--- DATA FOR PROCESSING Enclosed Below ---

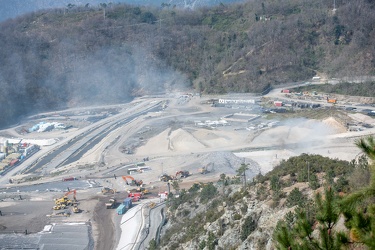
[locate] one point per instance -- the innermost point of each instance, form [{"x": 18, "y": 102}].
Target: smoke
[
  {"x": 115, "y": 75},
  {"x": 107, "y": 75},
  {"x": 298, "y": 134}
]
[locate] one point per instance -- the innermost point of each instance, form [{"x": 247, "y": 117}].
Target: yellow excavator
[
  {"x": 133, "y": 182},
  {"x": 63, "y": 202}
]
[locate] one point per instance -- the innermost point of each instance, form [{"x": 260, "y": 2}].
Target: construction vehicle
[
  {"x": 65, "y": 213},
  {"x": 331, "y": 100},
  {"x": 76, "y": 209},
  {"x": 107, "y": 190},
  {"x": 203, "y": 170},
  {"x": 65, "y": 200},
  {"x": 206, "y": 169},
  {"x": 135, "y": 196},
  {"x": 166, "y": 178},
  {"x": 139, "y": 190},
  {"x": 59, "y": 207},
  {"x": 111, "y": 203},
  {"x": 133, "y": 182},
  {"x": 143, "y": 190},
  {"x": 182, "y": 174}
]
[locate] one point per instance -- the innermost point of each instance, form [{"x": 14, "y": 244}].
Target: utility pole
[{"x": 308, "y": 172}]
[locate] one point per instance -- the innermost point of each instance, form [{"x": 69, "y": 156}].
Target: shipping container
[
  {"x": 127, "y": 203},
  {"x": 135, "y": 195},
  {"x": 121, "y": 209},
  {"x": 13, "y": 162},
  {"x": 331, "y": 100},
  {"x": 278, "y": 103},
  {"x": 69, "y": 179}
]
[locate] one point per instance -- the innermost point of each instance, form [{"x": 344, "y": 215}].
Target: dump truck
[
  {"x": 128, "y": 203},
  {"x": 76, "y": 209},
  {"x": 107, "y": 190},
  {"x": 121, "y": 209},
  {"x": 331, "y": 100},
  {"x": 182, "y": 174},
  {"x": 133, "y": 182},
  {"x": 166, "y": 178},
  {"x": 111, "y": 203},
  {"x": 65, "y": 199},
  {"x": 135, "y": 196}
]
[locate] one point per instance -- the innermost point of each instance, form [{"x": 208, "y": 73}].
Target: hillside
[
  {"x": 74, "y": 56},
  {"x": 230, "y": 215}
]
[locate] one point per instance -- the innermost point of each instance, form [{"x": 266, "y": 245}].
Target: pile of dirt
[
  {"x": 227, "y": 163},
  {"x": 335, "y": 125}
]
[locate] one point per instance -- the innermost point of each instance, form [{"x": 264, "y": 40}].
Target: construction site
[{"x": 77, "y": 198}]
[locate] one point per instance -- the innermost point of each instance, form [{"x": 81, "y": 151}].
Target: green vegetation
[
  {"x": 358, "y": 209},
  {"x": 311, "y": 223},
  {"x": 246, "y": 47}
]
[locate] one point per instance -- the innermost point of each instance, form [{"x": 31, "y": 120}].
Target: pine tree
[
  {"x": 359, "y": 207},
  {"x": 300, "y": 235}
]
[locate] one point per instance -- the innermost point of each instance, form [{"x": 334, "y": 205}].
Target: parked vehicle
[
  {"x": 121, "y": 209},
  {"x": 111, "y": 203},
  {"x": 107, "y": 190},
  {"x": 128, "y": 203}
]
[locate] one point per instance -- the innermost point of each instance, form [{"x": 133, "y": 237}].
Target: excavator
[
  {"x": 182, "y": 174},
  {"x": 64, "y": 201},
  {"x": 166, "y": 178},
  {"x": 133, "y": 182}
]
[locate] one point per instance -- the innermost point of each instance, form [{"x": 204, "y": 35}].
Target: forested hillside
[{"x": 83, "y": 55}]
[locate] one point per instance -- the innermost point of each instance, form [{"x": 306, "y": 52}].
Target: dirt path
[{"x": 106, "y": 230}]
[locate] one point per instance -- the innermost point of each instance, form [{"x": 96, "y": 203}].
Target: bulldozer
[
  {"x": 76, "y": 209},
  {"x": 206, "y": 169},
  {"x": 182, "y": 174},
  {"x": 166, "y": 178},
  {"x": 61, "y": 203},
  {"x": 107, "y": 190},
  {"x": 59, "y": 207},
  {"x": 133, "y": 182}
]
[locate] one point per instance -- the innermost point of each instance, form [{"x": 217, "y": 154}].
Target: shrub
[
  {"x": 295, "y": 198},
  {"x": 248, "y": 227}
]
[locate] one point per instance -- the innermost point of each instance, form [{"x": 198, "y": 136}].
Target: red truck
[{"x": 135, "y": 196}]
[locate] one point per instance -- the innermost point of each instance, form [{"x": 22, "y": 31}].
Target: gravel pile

--- End of Enclosed DATA FOR PROCESSING ---

GOAL OF THE EXERCISE: Once the pictures are set aside, give the listing again word for word.

RESPONSE:
[locate] one point per instance -- the innermost point of each instance, form [{"x": 18, "y": 102}].
Target: smoke
[
  {"x": 115, "y": 75},
  {"x": 107, "y": 75},
  {"x": 298, "y": 134}
]
[locate] one point per instance -- the innermost point of each instance, form [{"x": 247, "y": 117}].
Target: yellow excavator
[
  {"x": 133, "y": 182},
  {"x": 63, "y": 202}
]
[locate] one point per instance -- the innermost point of each instance, form [{"x": 260, "y": 2}].
Target: construction vehicle
[
  {"x": 65, "y": 213},
  {"x": 331, "y": 100},
  {"x": 76, "y": 209},
  {"x": 107, "y": 190},
  {"x": 203, "y": 170},
  {"x": 65, "y": 200},
  {"x": 206, "y": 169},
  {"x": 135, "y": 196},
  {"x": 166, "y": 178},
  {"x": 139, "y": 190},
  {"x": 59, "y": 207},
  {"x": 111, "y": 203},
  {"x": 133, "y": 182},
  {"x": 143, "y": 190},
  {"x": 182, "y": 174}
]
[locate] one point per instance -- the innermost point of each instance, form [{"x": 14, "y": 244}].
Target: utility pole
[{"x": 308, "y": 172}]
[locate] one point per instance -- the innermost point of each instance, form [{"x": 69, "y": 156}].
Target: shipping container
[
  {"x": 127, "y": 203},
  {"x": 135, "y": 195},
  {"x": 121, "y": 209},
  {"x": 13, "y": 162},
  {"x": 331, "y": 100},
  {"x": 278, "y": 103},
  {"x": 69, "y": 179}
]
[locate] one point per instance -- the innermost point of each instance, form [{"x": 344, "y": 215}].
Target: dump truck
[
  {"x": 128, "y": 203},
  {"x": 76, "y": 209},
  {"x": 107, "y": 190},
  {"x": 121, "y": 209},
  {"x": 331, "y": 100},
  {"x": 182, "y": 174},
  {"x": 133, "y": 182},
  {"x": 166, "y": 178},
  {"x": 111, "y": 203},
  {"x": 65, "y": 199},
  {"x": 135, "y": 196}
]
[locate] one point per instance -- the innermost point of each instance, form [{"x": 208, "y": 73}].
Target: hillside
[
  {"x": 74, "y": 56},
  {"x": 230, "y": 215}
]
[locate] one point per instance -- the innermost point of each instance, form [{"x": 266, "y": 245}].
Target: pile of dirt
[
  {"x": 227, "y": 163},
  {"x": 335, "y": 125}
]
[locate] one point per instance -- the innermost point of each instance, form [{"x": 264, "y": 40}].
Target: construction site
[{"x": 77, "y": 198}]
[locate] one point per instance -- the innermost point of each instance, form [{"x": 81, "y": 151}].
Target: green vegetation
[
  {"x": 358, "y": 209},
  {"x": 311, "y": 223},
  {"x": 246, "y": 47}
]
[locate] one point per instance -- the innermost point of each instance, form [{"x": 31, "y": 120}].
Target: pine tree
[
  {"x": 359, "y": 207},
  {"x": 300, "y": 235}
]
[locate] one point per instance -- the innermost point of each instance, form [{"x": 334, "y": 205}].
Target: parked vehicle
[
  {"x": 121, "y": 209},
  {"x": 111, "y": 203},
  {"x": 107, "y": 190},
  {"x": 128, "y": 203}
]
[locate] one point per instance -- the innermost point of each instance, form [{"x": 133, "y": 237}].
Target: excavator
[
  {"x": 182, "y": 174},
  {"x": 64, "y": 201},
  {"x": 166, "y": 178},
  {"x": 133, "y": 182}
]
[locate] one point per instance -- the innermost point of each instance, form [{"x": 204, "y": 35}].
Target: forested hillside
[{"x": 83, "y": 55}]
[locate] one point per instance -- the innermost point of each instance, form [{"x": 306, "y": 52}].
Target: dirt path
[{"x": 106, "y": 230}]
[locate] one point per instance -- the innermost point of each instance, form [{"x": 96, "y": 203}].
Target: bulldozer
[
  {"x": 76, "y": 209},
  {"x": 206, "y": 169},
  {"x": 182, "y": 174},
  {"x": 166, "y": 178},
  {"x": 61, "y": 203},
  {"x": 107, "y": 190},
  {"x": 59, "y": 207},
  {"x": 133, "y": 182}
]
[locate] one point per instance -- the innermost point of each instance, form [{"x": 217, "y": 154}].
Target: shrub
[
  {"x": 295, "y": 198},
  {"x": 248, "y": 227}
]
[locate] one point per instance -- the innermost point of each instance, form [{"x": 198, "y": 136}].
Target: red truck
[{"x": 135, "y": 196}]
[locate] one point per instance -- the innermost point of each instance, form [{"x": 22, "y": 31}].
Target: gravel pile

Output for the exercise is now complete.